(Point annotation records)

○ ○ ○ ○

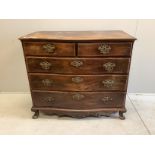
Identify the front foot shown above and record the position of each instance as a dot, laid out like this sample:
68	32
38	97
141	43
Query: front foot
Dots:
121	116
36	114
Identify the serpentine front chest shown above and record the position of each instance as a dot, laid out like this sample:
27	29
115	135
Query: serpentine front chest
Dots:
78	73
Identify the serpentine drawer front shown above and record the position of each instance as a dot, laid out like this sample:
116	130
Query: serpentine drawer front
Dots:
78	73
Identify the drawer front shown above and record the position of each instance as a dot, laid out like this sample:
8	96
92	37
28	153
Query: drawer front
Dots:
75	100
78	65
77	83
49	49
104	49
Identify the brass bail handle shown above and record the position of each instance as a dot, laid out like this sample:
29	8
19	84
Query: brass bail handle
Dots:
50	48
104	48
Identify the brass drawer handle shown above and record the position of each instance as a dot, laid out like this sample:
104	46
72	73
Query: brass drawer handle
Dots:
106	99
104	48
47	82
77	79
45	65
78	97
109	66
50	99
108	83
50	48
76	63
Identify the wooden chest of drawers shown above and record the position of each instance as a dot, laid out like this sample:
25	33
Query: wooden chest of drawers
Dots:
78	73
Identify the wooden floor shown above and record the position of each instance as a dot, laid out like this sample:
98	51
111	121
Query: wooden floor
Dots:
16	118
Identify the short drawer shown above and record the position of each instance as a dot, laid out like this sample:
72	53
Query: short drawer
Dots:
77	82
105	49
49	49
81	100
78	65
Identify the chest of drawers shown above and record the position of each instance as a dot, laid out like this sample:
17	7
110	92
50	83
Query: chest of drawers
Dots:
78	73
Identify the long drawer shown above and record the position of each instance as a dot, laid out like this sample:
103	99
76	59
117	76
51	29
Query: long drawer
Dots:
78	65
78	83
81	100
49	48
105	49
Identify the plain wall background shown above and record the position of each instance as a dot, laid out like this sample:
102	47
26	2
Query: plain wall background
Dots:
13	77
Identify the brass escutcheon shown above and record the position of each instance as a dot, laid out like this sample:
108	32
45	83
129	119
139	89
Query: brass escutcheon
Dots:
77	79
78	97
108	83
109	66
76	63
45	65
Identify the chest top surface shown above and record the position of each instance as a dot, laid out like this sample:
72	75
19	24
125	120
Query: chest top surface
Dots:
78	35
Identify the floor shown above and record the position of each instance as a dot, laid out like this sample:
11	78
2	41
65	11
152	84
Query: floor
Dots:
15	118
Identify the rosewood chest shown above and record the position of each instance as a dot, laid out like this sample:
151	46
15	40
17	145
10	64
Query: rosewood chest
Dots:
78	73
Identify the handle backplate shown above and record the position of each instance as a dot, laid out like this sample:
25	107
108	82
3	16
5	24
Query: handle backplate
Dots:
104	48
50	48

○ ○ ○ ○

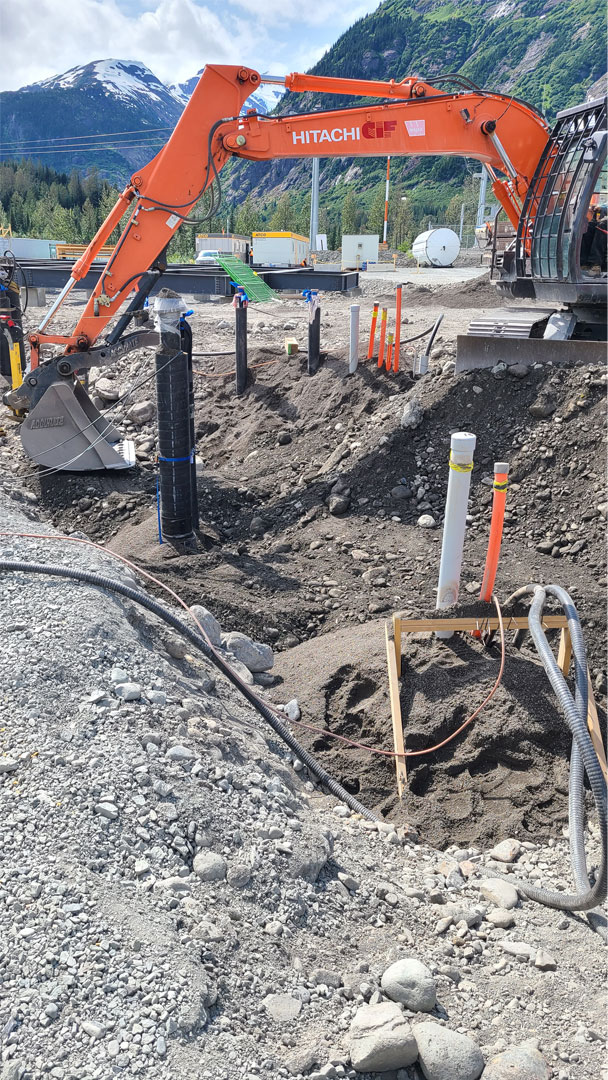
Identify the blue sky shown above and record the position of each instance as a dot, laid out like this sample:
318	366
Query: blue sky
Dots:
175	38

○ ○ ○ ○

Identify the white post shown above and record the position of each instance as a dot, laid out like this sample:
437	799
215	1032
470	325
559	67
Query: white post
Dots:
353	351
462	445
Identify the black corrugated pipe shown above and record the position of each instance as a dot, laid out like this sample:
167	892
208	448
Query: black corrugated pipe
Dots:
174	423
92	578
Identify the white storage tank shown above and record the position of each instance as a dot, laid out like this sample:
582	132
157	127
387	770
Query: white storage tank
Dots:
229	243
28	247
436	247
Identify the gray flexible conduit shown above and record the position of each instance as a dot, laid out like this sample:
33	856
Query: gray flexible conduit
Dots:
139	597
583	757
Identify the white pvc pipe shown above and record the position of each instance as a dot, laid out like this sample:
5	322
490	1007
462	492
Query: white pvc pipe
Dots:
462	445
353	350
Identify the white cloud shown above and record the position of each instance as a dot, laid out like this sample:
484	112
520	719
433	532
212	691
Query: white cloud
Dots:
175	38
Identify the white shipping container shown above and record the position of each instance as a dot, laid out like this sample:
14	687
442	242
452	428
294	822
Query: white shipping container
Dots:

○ ○ ○ ○

Identify every line in the items above that contains the string "shipping", and copy each such line in full.

Answer in full:
Identify the white shipping container shown above and record the position of each instance as a dot, laid out like this sample:
Query: white shipping container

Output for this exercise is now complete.